● Activity:
Your task is to retype all of the records below with complete accuracy.

(Records from a dataset)
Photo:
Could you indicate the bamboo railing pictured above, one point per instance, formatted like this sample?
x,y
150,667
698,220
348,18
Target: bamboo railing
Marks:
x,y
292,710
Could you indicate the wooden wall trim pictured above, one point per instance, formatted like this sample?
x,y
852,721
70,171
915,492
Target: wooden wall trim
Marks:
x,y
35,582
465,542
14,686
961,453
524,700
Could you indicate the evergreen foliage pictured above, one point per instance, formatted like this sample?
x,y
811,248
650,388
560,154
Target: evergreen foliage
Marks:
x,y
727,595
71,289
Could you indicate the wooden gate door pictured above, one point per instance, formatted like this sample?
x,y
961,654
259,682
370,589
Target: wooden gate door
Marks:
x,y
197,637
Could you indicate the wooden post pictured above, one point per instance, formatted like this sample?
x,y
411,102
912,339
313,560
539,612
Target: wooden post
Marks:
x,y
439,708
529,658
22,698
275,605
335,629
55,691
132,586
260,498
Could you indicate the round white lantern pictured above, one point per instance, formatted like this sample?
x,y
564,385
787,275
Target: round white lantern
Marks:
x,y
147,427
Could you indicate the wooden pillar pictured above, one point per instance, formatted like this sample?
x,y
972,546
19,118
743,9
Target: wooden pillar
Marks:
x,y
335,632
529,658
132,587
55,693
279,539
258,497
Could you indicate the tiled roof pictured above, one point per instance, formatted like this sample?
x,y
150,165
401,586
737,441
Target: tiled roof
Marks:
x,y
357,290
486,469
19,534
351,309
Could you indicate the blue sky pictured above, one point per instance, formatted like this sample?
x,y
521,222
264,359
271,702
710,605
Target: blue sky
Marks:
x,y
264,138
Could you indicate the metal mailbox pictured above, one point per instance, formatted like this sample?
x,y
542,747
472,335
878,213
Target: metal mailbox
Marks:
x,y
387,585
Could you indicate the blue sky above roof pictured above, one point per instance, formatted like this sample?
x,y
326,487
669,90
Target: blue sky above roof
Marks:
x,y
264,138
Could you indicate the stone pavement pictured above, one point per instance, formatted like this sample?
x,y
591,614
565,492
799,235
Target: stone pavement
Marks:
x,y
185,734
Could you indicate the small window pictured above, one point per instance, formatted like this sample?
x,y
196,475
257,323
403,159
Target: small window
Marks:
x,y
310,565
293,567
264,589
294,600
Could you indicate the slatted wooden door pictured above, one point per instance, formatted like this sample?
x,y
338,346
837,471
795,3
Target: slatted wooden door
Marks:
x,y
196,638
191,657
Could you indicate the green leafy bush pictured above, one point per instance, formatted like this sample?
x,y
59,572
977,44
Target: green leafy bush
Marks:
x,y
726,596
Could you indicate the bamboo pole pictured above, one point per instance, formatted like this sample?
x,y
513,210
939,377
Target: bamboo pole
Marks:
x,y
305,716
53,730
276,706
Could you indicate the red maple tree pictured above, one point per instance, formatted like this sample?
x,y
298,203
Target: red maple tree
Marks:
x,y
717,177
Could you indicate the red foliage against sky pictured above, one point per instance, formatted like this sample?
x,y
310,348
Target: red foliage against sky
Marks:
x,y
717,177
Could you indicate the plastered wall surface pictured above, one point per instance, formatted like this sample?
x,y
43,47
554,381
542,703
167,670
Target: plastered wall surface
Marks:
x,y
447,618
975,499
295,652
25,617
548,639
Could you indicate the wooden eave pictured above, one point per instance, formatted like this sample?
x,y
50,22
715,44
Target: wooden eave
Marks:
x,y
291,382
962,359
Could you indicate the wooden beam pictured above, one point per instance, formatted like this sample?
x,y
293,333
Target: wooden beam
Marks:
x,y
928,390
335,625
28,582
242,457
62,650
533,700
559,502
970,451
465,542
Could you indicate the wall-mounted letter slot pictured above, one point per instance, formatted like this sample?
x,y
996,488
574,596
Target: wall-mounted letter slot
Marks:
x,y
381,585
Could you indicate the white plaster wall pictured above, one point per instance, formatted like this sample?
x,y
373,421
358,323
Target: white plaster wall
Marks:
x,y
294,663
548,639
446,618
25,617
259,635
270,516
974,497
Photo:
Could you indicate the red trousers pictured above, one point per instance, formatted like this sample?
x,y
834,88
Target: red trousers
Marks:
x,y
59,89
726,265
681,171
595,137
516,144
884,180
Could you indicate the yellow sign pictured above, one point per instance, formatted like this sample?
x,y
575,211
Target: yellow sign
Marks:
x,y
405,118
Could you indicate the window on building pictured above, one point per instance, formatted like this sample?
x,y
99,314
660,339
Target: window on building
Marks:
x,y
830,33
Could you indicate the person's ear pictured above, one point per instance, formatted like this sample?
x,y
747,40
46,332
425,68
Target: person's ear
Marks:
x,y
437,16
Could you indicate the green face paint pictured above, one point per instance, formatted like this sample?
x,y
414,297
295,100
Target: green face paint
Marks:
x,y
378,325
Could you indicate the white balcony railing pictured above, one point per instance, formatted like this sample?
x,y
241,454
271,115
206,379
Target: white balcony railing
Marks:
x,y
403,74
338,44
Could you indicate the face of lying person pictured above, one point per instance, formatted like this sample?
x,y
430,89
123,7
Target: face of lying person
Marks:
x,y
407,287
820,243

● Exercise output:
Photo:
Could you indicate the bamboo railing pictured above, one point per instance, formatted like this sample?
x,y
150,667
698,220
348,18
Target: bamboo railing
Marks:
x,y
292,710
Could you indicate the wooden wall trim pictured above, one point per instance, formatted like this sample?
x,y
852,721
70,171
915,492
Target: wooden wall trim
Marks:
x,y
35,582
465,542
14,686
961,453
524,700
Could you indicate the evergreen foliage pictured above, one point per instance, formatted like this sample?
x,y
811,248
650,388
560,154
Target: evergreen foliage
Marks:
x,y
727,595
71,289
Could you indicate the wooden gate door pictured above, one point per instance, formatted like this sample?
x,y
961,654
259,682
370,589
Target: wooden gate door
Marks:
x,y
197,637
Could you indicate the wooden post pictured above, one point per instance, formatted like this sample?
x,y
411,102
912,339
313,560
539,612
Target: wooden post
Marks:
x,y
439,708
529,658
22,698
275,605
335,629
55,691
132,586
260,498
Could you indicate the round white lantern pictured above, one point per instance, formatted like this sample?
x,y
564,385
787,275
Target: round white lantern
Marks:
x,y
147,427
Could you indicate the wooden pillar pictured above, one point per instance, formatted like this sample?
x,y
972,546
19,118
743,9
Target: wooden pillar
Marks:
x,y
335,632
529,658
132,587
55,693
279,539
258,497
Could you indicate the tiled roof pictured above, one point per instance, formatted like this sample?
x,y
150,165
401,586
737,441
Target: tiled roof
Marks:
x,y
357,290
486,469
19,534
351,309
Could you indicate the blue sky pictured above, one point per instance, formatted like this sample?
x,y
521,222
264,359
271,702
710,605
Target: blue sky
Marks:
x,y
264,138
Could you indicate the metal mailbox pictured above, one point per instance, formatted like this sample?
x,y
542,747
472,335
878,213
Target: metal mailbox
Marks:
x,y
387,585
Could you indicate the blue sky above roof pictured above, one point per instance, formatted like this sample?
x,y
326,487
669,90
Target: blue sky above roof
Marks:
x,y
264,138
Could you indicate the stone pavement pictured above, one point per instance, formatted like this sample?
x,y
591,614
565,492
799,235
Target: stone pavement
Marks:
x,y
185,734
Could you indicate the small window pictured above, one point per instance, formatted like this sample?
x,y
196,475
257,323
403,159
Target: small window
Marks:
x,y
310,565
293,567
264,589
294,600
Could you indicate the slatted wooden door pictured above, one point per instance, formatted like this sample?
x,y
338,346
837,471
795,3
Target: slatted wooden door
Marks:
x,y
196,638
191,657
Could you indicate the green leafy bush pictured above, one point per instance, formatted like this sample?
x,y
59,572
977,44
Target: green leafy bush
Marks:
x,y
726,596
Could you indicate the bamboo pole pictured above, one point per instance, formatted like this sample?
x,y
513,210
939,377
Target: bamboo pole
Marks:
x,y
305,716
53,730
276,706
Could you indicate the red maple tree pictured above, one point per instance, formatted like this sample?
x,y
298,203
Target: red maple tree
Marks:
x,y
717,177
Could you indicate the red foliage against sky pictured above, one point per instance, formatted like this sample?
x,y
310,348
Target: red foliage against sky
Marks:
x,y
717,177
Could you indicate the plastered wall surface pictured above, one point per instance, formatted like this sample?
x,y
43,47
554,381
542,703
167,670
Target: plastered wall surface
Marks:
x,y
447,618
975,499
295,652
25,617
548,639
Could you indicate the wooden eave pictured above, one point per instance, formatted like this sample?
x,y
50,22
715,44
Target: wooden eave
Marks:
x,y
291,382
962,359
Could you indicate the wooden beam pictured above, one point per instance, formatted like this sample?
x,y
293,333
Target: wooden beam
Marks:
x,y
928,390
335,625
28,582
242,457
62,650
533,700
559,502
970,451
465,542
Could you indicate the wall-mounted letter slot pictured above, one point per instance, formatted like this sample?
x,y
996,488
574,596
Target: wall-mounted letter slot
Marks:
x,y
381,585
Could you indicate the white plaster wall pictured above, one point per instance, formatted like this sample?
x,y
373,421
358,323
Target: white plaster wall
Marks:
x,y
294,663
548,639
446,618
25,617
259,635
270,516
974,497
Photo:
Could you indicate the red trousers pictured above, one point per instance, formatted like this sample?
x,y
834,88
Target: red trousers
Marks:
x,y
59,89
726,265
681,171
595,137
516,144
884,180
Could you indicate the yellow sign pictured above, one point per instance, formatted like this sample?
x,y
575,211
Target: yellow sign
Marks:
x,y
405,118
Could you indicate the window on building pictured above, one point per instance, formatted like this sample?
x,y
99,314
660,339
Target: window on building
Marks:
x,y
830,33
Could you indicate the person's ear pictured above, one point per instance, formatted like this sample?
x,y
747,40
46,332
425,68
Target: person's ear
Marks:
x,y
437,16
Could you indicate the green face paint pictured above, one point per instance, formatted like this sample?
x,y
414,297
295,100
Target: green face paint
Marks:
x,y
378,325
Could you indicate the white balcony railing pictured above, one point per instance, formatted like this sample?
x,y
241,454
271,115
206,379
Target: white balcony railing
Marks:
x,y
403,74
338,44
Could you indicate the face of lying person pictured above, one point per instance, formatted like this sample?
x,y
430,89
123,7
Target: face of lying person
Marks:
x,y
407,287
820,243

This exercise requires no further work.